You might remember that a couple of weeks ago I introduced you to one of my new-found favourite authors, Kristin Gleeson. Today, I have a lovely new author for you to meet. I’ve been very lucky to be given the opportunity to work with this author. I discovered her books shortly after Christmas when I took out a free 3 month subscription to Kindle Unlimited.
This interview is forming part of a larger blog tour to celebrate the release of Book 9 in the series, Murder in the Garden.
Hi Faith, It’s lovely to ‘meet’ you. Would you mind telling us a little bit about yourself?
Hello – lovely to meet you too! I’ve been writing for over 25 years now (which makes me feel very old.) When I started out there was no self-publishing, so I’ve always been traditionally published. I began writing romance novels as Maxine Barry (great fun – I got to write thriller/love stories set in romantic places, with sexy, good-looking men!) Then modern romance took a dip, so I started writing crime – which was my first ‘love’. I discovered Agatha Christie and other golden age authors when I was about 13, and read them voraciously. And so, as Joyce Cato, I started writing classic-style “proper” whodunits, with clues, red herrings, etc. I have to say though, it’s far easier to read them than to write them! Trying to come up with a fiendishly clever murder method gives me brain ache! But then I created DI Hillary Greene – who is the woman I’d like to be (but haven’t a hope!)
I LOVE Crime Fiction and I first met DI Greene shortly after Christmas when I acquired my Kindle. Where did you get your inspiration from?

PROVIDED ENTRIES:
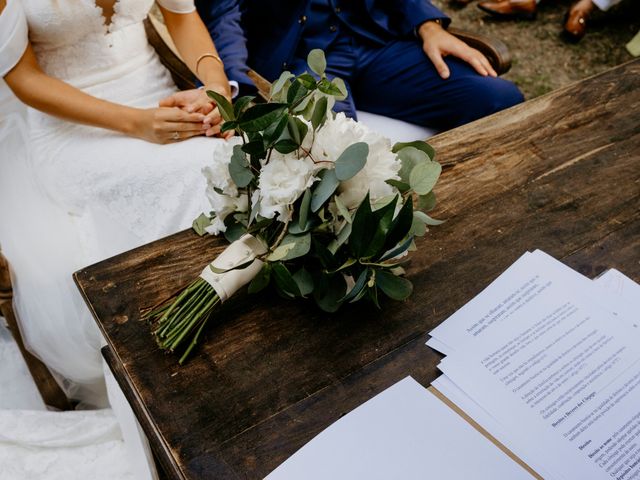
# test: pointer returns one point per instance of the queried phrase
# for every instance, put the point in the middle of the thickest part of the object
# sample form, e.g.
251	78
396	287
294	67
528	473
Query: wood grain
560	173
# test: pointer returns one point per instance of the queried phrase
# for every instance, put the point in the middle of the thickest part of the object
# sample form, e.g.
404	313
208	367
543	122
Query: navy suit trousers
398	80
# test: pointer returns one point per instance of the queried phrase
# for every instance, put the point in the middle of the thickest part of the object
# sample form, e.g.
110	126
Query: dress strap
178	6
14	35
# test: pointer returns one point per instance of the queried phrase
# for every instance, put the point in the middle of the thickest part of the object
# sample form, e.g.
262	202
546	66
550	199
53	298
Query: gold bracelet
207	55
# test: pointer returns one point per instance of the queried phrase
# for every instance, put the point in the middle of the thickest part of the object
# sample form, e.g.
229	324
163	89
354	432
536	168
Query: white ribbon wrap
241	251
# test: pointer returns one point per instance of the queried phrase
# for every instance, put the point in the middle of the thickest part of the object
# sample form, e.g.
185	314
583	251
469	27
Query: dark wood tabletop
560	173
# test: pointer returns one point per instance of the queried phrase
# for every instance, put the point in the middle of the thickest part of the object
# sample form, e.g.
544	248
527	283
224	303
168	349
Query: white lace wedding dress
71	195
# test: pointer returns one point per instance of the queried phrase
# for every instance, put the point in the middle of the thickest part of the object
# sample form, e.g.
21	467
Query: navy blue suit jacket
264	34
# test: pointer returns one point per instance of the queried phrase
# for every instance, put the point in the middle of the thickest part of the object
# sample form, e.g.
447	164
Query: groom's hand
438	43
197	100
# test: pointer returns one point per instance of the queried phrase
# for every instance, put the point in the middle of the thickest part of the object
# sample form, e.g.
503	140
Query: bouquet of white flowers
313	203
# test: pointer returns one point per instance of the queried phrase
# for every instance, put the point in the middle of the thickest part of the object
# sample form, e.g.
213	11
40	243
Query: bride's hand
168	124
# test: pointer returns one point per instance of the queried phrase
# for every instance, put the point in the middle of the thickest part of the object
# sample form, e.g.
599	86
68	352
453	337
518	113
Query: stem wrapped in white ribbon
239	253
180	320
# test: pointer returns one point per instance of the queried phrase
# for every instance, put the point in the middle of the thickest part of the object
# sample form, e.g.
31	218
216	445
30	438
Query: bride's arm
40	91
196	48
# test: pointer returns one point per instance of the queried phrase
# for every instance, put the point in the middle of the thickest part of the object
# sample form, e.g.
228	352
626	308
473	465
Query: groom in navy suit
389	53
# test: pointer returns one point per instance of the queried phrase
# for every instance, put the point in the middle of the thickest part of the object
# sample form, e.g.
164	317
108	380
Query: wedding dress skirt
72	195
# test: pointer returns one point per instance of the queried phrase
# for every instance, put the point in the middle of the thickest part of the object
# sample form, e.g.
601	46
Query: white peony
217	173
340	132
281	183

...

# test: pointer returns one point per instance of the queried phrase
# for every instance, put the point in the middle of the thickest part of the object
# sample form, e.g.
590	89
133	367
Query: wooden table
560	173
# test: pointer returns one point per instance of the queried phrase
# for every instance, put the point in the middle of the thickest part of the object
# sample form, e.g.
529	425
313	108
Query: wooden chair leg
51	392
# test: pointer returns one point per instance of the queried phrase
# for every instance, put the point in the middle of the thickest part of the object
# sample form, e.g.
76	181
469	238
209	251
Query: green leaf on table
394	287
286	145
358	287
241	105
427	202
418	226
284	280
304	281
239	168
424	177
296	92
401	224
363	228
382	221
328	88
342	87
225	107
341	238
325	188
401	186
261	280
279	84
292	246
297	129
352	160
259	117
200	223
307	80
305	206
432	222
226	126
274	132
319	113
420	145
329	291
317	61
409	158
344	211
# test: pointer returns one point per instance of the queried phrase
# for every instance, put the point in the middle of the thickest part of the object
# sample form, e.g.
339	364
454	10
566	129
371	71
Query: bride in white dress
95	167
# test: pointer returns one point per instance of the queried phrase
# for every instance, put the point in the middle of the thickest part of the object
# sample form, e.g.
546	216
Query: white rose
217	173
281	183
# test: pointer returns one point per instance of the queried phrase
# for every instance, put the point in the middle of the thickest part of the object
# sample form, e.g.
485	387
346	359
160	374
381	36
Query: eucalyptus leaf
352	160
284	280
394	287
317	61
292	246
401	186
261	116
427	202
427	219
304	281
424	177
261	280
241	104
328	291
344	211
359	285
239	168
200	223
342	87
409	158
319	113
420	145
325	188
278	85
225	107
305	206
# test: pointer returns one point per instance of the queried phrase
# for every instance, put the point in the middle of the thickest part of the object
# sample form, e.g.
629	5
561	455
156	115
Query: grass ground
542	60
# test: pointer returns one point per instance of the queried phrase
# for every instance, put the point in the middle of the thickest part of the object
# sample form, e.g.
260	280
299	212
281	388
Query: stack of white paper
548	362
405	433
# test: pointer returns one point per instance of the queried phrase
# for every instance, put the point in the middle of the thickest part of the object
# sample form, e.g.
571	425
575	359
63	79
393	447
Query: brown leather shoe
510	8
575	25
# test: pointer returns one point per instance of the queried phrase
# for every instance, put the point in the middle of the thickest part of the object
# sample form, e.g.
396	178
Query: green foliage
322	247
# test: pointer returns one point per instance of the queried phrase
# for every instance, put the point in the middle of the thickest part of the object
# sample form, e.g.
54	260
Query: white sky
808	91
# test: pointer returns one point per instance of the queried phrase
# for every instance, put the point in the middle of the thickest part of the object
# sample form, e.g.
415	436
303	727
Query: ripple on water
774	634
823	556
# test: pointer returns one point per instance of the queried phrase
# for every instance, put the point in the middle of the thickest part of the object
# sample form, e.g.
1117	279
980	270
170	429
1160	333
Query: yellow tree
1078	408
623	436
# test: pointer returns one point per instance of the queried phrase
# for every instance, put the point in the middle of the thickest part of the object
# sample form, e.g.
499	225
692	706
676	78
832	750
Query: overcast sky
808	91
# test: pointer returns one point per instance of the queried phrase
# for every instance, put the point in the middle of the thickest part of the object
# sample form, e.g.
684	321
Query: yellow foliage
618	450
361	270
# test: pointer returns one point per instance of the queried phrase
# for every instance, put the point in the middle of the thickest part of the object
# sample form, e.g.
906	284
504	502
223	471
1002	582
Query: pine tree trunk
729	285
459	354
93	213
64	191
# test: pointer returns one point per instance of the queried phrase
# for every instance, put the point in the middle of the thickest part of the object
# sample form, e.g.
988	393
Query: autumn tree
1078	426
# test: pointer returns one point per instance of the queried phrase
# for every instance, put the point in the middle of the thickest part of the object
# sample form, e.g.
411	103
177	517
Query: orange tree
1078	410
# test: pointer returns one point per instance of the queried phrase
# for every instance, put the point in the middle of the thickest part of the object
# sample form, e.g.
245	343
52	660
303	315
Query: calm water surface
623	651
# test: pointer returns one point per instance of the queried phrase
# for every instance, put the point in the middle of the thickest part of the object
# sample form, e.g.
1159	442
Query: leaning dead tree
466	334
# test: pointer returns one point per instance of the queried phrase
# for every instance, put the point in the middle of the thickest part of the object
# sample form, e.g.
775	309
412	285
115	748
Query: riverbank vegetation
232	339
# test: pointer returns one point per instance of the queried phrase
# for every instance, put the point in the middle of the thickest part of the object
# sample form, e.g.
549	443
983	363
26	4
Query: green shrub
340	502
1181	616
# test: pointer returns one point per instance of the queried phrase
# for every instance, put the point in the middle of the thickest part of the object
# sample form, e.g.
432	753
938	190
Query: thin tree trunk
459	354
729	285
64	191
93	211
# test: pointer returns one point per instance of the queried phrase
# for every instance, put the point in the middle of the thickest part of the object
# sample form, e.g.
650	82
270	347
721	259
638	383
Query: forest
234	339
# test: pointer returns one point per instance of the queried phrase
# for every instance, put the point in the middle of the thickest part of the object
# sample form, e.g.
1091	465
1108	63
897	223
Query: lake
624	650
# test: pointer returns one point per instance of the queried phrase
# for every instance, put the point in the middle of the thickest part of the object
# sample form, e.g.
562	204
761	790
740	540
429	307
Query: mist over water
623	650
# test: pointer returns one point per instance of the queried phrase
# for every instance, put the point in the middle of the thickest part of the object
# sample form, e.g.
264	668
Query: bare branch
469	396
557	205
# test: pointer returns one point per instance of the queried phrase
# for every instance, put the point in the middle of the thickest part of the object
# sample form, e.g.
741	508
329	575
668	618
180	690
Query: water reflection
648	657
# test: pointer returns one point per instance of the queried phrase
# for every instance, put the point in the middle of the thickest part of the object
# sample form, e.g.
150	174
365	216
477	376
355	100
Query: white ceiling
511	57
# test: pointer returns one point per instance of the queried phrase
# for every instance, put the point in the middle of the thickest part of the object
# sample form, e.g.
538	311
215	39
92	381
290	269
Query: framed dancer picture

EXERCISE TASKS:
1. Show each line of the listing that contains the word "white".
2. Write the next part of the author interview, continuing after its final line.
The author interview and the listing come from unrelated sources.

RESULTS OF THE EXERCISE:
1.
Query: white ribbon wrap
Query: white lace wedding dress
Query: bouquet of white flowers
Query: stem wrapped in white ribbon
Query: white peony
Query: bride in white dress
Query: white rose
Query: stack of white paper
Query: white sky
Query: white ceiling

2.
I’ve lived near the Oxford canal all my life, so when I wanted to write a police procedural series, it had to the Oxford area – as I don’t know anywhere else! Alas, Morse (and all the other golden age authors who wrote about Oxford) cast a big shadow. So I deliberately tried to do something different. Creating a female detective was an obvious start. And avoiding the colleges/Oxford acedmia that proliferates in Morse and Lewis was another must. So I created a female detective who worked out of Kidlington Thames Valley and attended crime scenes in the local villages and market towns (and occasionaly Oxford!) Most good detectives have a slightly turbulent home life it seems, but I didn’t want anything too extreme – hence Hillary Greenes circumstances in the first of the series.
Do you have a research process prior to writing? If so, which is your favourite part and why?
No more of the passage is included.